Excerpt ::
=== Begin Enclosure ===

In 1975, Congress passed IDEA (20 U.S.C. §§ 1400-1482). Influenced by the language of the landmark decision of Brown v. Board of Education, (347 U.S. 483, 74 S. Ct. 686 (1954)) the momentous words of the Supreme Court would serve as the backdrop to the passage of IDEA: “[E]ducation is perhaps the most important function of state and local governments,” (Id. at 493). The unanimous Supreme Court further stated that: “In these days, it is doubtful that any child may reasonably be expected to succeed in life if he is denied the opportunity of an education. Such an opportunity, where the state has undertaken to provide it, is a right which must be made available to all on equal terms,” (Id.). Notably, this language has been cited in innumerable cases nationwide, including cases involving students with disabilities demanding equal educational opportunities. After enactment and passage of IDEA, every state had to abide by IDEA’s mandate to evaluate, test, and place any suspected students with disabilities in educational settings that provided a FAPE in an LRE. Moreover, post determination that a student had learning disabilities, an IEP had to be established by the school board and the child’s educators, in collaboration with the child’s parents and other professionals to serve the best interest of the student based on his or her specific educational needs.

Under IDEA, “[T]he schoolchild and his or her parents are entitled to be involved in the process of developing an IEP,” ((20 U.S.C. § 1401(a)(20) (Under 20 U.S.C. § 1415, the statute mandates collaboration between educators and parents/guardians when developing the IEP via numerous, well-defined, procedural safeguards. The IEP must be reviewed at least annually (20 U.S.C. § 1414(a)(5); Teague Indep. Sch. Dist. v. Todd L., 999 F.2d 127, 129 n.3 (5th Cir. 1993)). Additionally, 20 U.S.C. § 1414 mandates that the IEP be created by an “individualized education program team” comprised of parents, educators, and disability professionals.

Congress, in enacting IDEA, was unequivocal in its purport that collaboration between the parents of the child with disabilities and various school officials was an indispensably pivotal and crucial element in crafting an IEP that would best serve his or her specific needs as well as deliver optimal results (20 U.S.C. §§ 1400-1482).

=== End Enclosure ===

Goal of the exercise :: In the passage of the IDEA excerpt that opens with the words containing "Congress, in enacting" and closes with "results (20 U.S.C. §§ 1400-1482).", can you substitute "emphatic" for "unequivocal" and give that passage again?

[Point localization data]

=== Begin Enclosure ===

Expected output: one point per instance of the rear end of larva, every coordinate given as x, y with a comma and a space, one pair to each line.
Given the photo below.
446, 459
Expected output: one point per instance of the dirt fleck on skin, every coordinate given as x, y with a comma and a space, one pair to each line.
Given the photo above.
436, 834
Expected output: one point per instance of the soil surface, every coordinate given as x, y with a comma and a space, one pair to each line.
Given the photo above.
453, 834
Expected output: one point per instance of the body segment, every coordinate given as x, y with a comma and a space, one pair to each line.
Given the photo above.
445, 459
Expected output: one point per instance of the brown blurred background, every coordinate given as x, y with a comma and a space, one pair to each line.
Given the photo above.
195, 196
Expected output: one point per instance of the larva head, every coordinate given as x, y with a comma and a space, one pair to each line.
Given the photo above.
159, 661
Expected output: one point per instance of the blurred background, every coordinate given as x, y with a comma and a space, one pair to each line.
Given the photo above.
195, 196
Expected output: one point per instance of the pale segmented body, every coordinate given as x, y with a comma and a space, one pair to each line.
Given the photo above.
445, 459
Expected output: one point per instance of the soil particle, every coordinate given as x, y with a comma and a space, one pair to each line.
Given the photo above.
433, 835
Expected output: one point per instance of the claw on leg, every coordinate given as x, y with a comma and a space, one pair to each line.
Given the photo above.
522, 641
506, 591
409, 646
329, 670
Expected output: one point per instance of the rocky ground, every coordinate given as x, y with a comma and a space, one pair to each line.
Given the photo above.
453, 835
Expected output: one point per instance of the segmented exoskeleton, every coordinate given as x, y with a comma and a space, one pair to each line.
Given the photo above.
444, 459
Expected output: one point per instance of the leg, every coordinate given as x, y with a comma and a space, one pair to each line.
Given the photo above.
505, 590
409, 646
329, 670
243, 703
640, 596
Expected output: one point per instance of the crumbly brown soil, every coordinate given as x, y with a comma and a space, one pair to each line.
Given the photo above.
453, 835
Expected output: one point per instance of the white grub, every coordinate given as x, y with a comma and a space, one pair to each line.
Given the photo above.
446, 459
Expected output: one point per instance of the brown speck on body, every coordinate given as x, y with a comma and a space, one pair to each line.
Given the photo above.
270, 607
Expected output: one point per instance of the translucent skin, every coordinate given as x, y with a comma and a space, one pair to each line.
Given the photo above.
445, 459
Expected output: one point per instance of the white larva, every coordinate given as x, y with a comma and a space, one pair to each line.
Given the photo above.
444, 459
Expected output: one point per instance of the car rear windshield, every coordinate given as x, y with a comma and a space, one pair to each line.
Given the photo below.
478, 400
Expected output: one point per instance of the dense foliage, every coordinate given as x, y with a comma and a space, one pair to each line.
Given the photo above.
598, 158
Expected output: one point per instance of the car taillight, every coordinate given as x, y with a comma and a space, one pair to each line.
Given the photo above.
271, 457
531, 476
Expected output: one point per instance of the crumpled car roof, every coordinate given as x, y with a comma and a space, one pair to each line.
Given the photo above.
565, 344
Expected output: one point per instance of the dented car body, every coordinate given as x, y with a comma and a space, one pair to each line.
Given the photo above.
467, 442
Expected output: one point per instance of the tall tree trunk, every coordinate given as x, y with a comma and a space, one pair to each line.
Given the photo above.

=== End Enclosure ===

Output of the exercise ::
Congress, in enacting IDEA, was emphatic in its purport that collaboration between the parents of the child with disabilities and various school officials was an indispensably pivotal and crucial element in crafting an IEP that would best serve his or her specific needs as well as deliver optimal results (20 U.S.C. §§ 1400-1482).